**Schriftliche Aufgaben:**
1 > Welche Berufsbezeichnungen nennt der Textauszug über Targeted Advertising für die eigene Tätigkeit der schreibenden Person?
2 > Setze den Textauszug über Targeted Advertising im Anschluss an den zitierten Gesetzestext fort.

**Textauszug:**
Targeted advertising und die globale Gefahr vom Verlust von Datenschutz, Meinungsfreiheit, sozialer und gesellschaftlicher Integrität

Targeted Advertising Online Marketing
Das was wir im Internet, speziell auf Social Media-Plattformen, machen bleibt nicht unerkannt und Algorythmen schieben uns Aufgrund unseres interaktiven Verhaltens in Schubladen, die uns irgendwann zum Verhängnis werden können – spätestens dann, wenn Datenschutz zum „Wohl und Optimierung der Gesellschaft“ gänzlich an Bedeutung verliert ….

Manche mögen diesen Artikel als „Schwarzmalerei“ abtun, aber ich bin als Online Marketer, Webdesigner und SEO-Spezialist seit nunmehr 20 Jahren beruflich in dieser Branche tätig. Insofern habe ich Einblicke und Erfahrungen in dieser Zeit sammeln können, die mein Verhalten auf Social Media-Plattformen maßgeblich immer mehr beeinflussen. Es scheint mir, dass für manche Personen in meinem digitalen Umfeld gewisse Handlungen nicht verständlich oder nachvollziehbar sind. Dieser Umstand ist wohl die größte Motivation / Intention für diesen Artikel. Er soll Bewusstsein schaffen für einen sorgsamen Umgang mit persönlich erstellten Content, speziell auf Plattformen, die man selbst nicht unter Kontrolle hat.

Der rechtliche Freibrief für Social Media-Plattformen, keine Verantwortung tragen zu müssen

Die globalen Social Media-Giganten haben sich das sehr clever eingerichtet. Sie verdienen Unsummen von Geld durch die kostenlose Nutzung von persönlichen Informationen der Weltbevölkerung und müssen bei Problemen in diesem Zusammenhang weitreichend keine Haftung dafür in Kauf nehmen. Der Ursprung für diesen Umstand liegt in einem kurzen Gesetztestext des Section 230 of the Communications Decency Act:

No provider or user of an interactive computer service shall be treated as the publisher or speaker of any information provided by another information content provider.

**Gespeicherte Dateneinträge:**
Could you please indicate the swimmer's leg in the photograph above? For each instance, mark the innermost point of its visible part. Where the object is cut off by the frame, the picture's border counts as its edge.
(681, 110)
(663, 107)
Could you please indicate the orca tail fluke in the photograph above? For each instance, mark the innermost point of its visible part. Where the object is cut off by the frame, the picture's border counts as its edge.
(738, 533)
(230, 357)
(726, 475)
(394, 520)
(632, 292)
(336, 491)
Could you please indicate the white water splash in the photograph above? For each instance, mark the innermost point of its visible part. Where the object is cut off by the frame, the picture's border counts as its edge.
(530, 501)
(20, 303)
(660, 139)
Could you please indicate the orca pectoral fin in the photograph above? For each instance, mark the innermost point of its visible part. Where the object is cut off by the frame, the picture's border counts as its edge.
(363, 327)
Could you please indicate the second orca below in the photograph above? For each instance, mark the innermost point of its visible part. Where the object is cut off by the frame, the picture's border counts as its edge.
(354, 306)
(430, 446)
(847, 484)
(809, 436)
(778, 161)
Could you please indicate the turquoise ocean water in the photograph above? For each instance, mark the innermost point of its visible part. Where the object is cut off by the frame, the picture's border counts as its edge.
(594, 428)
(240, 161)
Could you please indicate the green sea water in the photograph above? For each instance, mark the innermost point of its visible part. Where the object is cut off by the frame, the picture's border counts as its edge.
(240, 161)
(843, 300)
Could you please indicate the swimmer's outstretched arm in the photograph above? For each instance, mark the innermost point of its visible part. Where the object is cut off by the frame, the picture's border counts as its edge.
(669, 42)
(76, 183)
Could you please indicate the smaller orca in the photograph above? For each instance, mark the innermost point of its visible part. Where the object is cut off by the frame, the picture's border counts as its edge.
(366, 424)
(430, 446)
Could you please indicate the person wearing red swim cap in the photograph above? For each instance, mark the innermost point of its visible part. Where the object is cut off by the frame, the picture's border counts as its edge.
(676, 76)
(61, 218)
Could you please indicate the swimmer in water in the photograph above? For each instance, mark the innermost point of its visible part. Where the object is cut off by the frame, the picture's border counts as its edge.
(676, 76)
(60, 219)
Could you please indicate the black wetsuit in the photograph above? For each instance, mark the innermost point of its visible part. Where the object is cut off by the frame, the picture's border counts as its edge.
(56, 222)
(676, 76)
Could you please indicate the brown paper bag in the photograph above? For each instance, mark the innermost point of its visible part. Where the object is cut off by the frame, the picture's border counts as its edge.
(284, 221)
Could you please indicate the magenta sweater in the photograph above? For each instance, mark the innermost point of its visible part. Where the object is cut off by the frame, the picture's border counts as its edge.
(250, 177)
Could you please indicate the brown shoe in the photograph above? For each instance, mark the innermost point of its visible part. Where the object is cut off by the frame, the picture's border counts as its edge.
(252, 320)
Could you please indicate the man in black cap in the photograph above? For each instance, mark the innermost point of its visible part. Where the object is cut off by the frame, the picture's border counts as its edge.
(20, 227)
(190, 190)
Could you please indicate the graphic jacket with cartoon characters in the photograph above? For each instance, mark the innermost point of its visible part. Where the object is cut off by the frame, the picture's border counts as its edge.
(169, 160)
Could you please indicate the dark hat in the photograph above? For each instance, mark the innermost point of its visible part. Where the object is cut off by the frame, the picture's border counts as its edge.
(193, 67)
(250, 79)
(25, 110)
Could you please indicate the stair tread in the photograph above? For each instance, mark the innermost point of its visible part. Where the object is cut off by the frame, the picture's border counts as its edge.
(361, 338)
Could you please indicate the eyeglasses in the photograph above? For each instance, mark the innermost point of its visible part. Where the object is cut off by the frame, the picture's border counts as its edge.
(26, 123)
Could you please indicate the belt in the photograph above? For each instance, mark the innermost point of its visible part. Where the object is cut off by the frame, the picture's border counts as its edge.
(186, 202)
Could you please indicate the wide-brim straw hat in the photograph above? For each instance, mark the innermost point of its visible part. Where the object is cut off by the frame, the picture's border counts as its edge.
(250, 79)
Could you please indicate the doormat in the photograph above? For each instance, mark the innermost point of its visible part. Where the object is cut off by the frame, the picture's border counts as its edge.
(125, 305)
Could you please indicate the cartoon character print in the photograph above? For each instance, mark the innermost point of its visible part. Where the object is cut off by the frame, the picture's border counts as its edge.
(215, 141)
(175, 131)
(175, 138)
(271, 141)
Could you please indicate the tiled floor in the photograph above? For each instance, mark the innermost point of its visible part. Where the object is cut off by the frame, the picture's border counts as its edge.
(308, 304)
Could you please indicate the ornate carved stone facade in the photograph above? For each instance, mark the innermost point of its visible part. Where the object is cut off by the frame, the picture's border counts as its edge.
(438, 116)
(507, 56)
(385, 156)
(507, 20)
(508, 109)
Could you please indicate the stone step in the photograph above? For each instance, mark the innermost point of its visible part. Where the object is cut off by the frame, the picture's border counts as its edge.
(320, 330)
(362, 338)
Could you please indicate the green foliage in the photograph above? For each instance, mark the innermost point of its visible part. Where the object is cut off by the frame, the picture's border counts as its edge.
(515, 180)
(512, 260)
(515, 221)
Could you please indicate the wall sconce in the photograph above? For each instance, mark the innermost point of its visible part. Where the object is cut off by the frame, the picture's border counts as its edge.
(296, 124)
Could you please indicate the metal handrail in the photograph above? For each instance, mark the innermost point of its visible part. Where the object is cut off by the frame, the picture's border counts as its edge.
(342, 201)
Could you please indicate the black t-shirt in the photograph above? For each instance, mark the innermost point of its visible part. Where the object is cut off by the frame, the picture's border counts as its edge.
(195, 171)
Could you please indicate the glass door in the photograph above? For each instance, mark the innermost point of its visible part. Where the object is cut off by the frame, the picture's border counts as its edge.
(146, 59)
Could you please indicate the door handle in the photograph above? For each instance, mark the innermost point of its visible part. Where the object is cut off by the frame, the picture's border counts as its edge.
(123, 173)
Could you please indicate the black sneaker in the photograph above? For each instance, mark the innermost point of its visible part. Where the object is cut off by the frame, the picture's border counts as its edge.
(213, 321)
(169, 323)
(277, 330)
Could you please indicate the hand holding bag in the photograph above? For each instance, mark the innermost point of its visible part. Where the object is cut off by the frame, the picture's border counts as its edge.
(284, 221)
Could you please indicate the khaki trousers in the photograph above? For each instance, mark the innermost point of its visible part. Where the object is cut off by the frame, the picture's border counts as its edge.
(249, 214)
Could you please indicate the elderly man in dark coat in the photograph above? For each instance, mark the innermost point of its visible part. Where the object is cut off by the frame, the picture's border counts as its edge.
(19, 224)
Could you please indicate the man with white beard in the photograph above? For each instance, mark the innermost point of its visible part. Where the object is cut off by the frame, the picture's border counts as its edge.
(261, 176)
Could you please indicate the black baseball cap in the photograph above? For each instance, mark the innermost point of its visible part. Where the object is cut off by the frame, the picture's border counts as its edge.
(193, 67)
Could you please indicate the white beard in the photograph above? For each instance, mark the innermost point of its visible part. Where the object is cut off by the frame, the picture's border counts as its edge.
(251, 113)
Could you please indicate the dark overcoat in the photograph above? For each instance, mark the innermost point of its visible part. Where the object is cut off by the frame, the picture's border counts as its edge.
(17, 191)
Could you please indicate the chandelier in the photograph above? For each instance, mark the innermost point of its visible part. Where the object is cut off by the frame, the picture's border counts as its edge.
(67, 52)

**Lösungen zur Übung:**
1 > Online Marketer, Webdesigner, SEO-Spezialist

2 >
Ins Deutsche übersetzt bedeutet dies: „Kein Anbieter oder Benutzer eines interaktiven Computerdienstes wird als Herausgeber oder Sprecher von Informationen behandelt, die von einem anderen Anbieter von Informationsinhalten bereitgestellt werden.“ Sinngemäß zieht dies Social Media-Unternehmen aus der Schußlinie in Bezug auf das Veröffentlichen von bedenklichen Inhalten auf deren Plattformen. Der jeweilige User / Urheber des Inhaltes wird zur Verantwortung gezogen. Ohne diesen Zweizeiler würde es Social Media in der heutigen dynamischen und emotionalen Form nicht geben – eine offene Türe für Schattenseiten von digitaler Meinungsfreiheit, die letztendlich genau zum Gegenteil führt, weil das sichere Gefühl von Meinungsfreiheit verloren geht?

Was ist Targeted advertising?

Kurz zusammengefasst, bedeutet „Targeted advertising“ das Sammeln von Informationen, Analysieren dieser Informationen, Planung und Umsetzung von Strategien auf Grundlage der Analyse und letzendlich der gezielten Schaltung von Werbung. Hier spricht so mancher auch von personalisierter Werbung, was aus meiner Sicht nicht ganz der Realität entspricht. Denn oftmals kommt diese Art der Werbung auch zum Einsatz, selbst wenn die „anvisierte“ Person sich in keinster Weise bewusst ist, dass sie sich im Fadenkreuz der Social Media Giganten befindet. Will man diesen „Fluch“ loswerden, so ist das meist nur sehr schwierig, unzugänglich und im herkömlichen Sinne nur durch Löschung seiner Social Media-Identität möglich. Und selbst dann können wir uns nicht sicher sein, ob unsere Daten auch wirklich gelöscht sind.

Zwei einfache Beispiele für Facebook:

Jeder Fanpage-Betreiber kann eine Kopie seiner Fanpage auf Facebook herunterladen. Wenn das wir können, dann können das grundsätzlich auch andere Personen, wenngleich Facebook selbst, auch nach unserer Löschung.
Ein Indiz für den Datenverbleib könnte auch diese augenscheinlich so benutzerfreundliche Funktion von Facebook sein.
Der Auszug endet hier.